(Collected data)
|---|

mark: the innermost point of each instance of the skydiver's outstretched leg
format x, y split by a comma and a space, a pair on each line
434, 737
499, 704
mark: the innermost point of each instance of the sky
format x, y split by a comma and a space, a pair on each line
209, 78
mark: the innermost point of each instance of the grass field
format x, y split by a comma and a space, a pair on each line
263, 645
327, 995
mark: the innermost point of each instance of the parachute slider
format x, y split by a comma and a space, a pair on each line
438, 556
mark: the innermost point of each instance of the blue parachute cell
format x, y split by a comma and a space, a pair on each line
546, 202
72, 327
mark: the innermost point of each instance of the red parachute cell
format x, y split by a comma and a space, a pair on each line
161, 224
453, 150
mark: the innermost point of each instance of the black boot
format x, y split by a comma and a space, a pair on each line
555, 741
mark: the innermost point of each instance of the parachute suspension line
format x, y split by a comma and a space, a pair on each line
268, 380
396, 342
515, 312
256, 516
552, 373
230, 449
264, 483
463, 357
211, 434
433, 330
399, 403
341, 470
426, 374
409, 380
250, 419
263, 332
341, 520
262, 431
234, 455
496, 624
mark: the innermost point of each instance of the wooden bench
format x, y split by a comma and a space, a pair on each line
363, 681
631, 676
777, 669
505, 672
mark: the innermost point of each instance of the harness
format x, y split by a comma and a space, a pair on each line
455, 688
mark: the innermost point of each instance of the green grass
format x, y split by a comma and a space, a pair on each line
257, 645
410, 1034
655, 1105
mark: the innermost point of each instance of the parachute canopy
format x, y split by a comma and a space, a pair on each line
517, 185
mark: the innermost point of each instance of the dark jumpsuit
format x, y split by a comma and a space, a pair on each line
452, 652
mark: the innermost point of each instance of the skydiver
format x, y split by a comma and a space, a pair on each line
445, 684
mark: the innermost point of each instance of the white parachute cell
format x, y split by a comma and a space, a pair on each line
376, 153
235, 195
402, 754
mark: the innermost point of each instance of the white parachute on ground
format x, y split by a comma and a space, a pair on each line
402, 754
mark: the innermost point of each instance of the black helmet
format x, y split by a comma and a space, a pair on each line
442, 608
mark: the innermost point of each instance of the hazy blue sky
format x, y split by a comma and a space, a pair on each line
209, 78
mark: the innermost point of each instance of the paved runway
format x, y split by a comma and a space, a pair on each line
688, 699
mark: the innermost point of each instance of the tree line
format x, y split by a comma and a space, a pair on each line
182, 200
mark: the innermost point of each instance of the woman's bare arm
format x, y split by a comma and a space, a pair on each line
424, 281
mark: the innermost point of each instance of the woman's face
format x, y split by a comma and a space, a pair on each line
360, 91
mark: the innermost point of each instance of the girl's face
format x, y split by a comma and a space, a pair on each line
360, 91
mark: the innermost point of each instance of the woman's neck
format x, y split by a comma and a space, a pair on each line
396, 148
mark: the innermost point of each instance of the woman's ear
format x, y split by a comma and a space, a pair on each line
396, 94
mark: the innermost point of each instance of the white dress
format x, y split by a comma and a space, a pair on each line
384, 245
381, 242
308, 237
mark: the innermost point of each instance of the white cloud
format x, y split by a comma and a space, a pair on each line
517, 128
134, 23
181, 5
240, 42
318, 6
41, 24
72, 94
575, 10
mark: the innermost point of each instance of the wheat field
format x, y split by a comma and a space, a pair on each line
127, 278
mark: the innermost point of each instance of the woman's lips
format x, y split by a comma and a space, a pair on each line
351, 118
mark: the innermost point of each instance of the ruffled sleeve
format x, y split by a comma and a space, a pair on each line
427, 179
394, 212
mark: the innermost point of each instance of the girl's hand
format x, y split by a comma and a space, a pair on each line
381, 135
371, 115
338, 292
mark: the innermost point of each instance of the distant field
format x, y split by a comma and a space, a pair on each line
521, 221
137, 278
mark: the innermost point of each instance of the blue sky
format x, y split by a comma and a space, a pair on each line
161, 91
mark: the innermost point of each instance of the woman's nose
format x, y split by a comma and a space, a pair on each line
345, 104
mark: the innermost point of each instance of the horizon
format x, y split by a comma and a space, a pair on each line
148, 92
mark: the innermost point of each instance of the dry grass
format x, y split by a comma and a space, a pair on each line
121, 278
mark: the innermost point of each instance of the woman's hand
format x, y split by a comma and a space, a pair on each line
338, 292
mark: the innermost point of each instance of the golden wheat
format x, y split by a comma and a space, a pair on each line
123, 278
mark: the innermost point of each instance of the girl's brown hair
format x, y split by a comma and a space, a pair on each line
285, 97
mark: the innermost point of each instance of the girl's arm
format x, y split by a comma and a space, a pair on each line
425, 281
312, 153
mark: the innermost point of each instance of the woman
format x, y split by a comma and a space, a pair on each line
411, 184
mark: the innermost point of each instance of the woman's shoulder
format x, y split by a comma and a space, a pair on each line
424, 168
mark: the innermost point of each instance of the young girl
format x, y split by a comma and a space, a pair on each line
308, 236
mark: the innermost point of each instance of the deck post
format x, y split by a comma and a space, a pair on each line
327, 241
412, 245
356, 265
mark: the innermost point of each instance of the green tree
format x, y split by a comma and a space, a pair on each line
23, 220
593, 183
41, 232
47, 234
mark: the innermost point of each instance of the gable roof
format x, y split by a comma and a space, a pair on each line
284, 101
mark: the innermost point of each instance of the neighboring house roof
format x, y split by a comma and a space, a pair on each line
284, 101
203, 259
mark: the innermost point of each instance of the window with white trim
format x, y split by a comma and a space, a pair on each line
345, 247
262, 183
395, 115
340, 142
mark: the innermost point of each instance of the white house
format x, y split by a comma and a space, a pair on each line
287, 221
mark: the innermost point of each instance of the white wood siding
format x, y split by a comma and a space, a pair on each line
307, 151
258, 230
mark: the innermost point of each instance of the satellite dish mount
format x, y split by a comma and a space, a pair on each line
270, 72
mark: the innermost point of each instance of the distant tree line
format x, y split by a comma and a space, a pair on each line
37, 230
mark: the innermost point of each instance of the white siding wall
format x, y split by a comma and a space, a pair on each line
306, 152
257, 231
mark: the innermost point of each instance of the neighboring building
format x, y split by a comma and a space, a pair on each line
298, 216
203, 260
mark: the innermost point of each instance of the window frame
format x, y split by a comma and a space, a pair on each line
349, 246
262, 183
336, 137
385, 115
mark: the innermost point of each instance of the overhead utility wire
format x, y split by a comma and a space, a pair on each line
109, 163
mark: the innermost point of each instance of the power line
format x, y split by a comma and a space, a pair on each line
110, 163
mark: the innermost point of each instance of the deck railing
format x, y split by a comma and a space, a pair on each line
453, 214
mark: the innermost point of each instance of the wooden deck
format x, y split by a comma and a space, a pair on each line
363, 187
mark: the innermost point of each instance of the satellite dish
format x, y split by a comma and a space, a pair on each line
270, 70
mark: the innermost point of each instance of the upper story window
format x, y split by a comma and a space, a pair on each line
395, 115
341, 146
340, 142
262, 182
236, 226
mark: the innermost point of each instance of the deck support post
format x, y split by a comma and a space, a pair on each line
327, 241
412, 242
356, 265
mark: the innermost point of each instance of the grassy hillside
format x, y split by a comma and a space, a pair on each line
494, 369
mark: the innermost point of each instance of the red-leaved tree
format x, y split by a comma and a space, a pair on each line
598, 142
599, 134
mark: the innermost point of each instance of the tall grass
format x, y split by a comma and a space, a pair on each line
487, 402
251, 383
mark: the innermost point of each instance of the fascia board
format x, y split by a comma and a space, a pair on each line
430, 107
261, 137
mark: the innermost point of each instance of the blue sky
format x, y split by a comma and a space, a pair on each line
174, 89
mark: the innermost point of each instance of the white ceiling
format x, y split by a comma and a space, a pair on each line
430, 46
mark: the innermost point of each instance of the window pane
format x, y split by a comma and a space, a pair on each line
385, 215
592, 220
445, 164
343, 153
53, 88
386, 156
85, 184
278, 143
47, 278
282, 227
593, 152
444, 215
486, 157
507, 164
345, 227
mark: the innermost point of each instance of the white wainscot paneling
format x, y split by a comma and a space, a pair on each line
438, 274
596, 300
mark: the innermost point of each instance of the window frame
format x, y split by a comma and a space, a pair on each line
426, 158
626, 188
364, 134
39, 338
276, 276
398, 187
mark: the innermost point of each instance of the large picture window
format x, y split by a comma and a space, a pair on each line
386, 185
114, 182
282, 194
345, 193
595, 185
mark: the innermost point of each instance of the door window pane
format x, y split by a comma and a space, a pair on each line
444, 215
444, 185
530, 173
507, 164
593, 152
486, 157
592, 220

|---|

- **What to do**:
Could you copy exactly the lines from the first line of the records above through the line containing "mark: the innermost point of each instance of the black boot", both included, and nothing else?

- **Output of the exercise**:
mark: the innermost point of each instance of the skydiver's outstretched leg
format x, y split by a comma and a space, a pair on each line
434, 737
499, 704
mark: the innermost point of each instance of the sky
format x, y split by a comma and a space, a pair on each line
209, 78
mark: the innermost point of each instance of the grass field
format x, y split by a comma and a space, a pair on each line
263, 645
327, 995
mark: the innermost point of each instance of the parachute slider
format x, y split by a comma and a space, a pair on each line
438, 556
mark: the innermost point of each instance of the blue parachute cell
format x, y split by a comma and a space, a pair on each line
546, 202
72, 327
mark: the innermost point of each instance of the red parachute cell
format x, y split by a comma and a space, a pair on each line
161, 224
453, 150
mark: the innermost point of each instance of the black boot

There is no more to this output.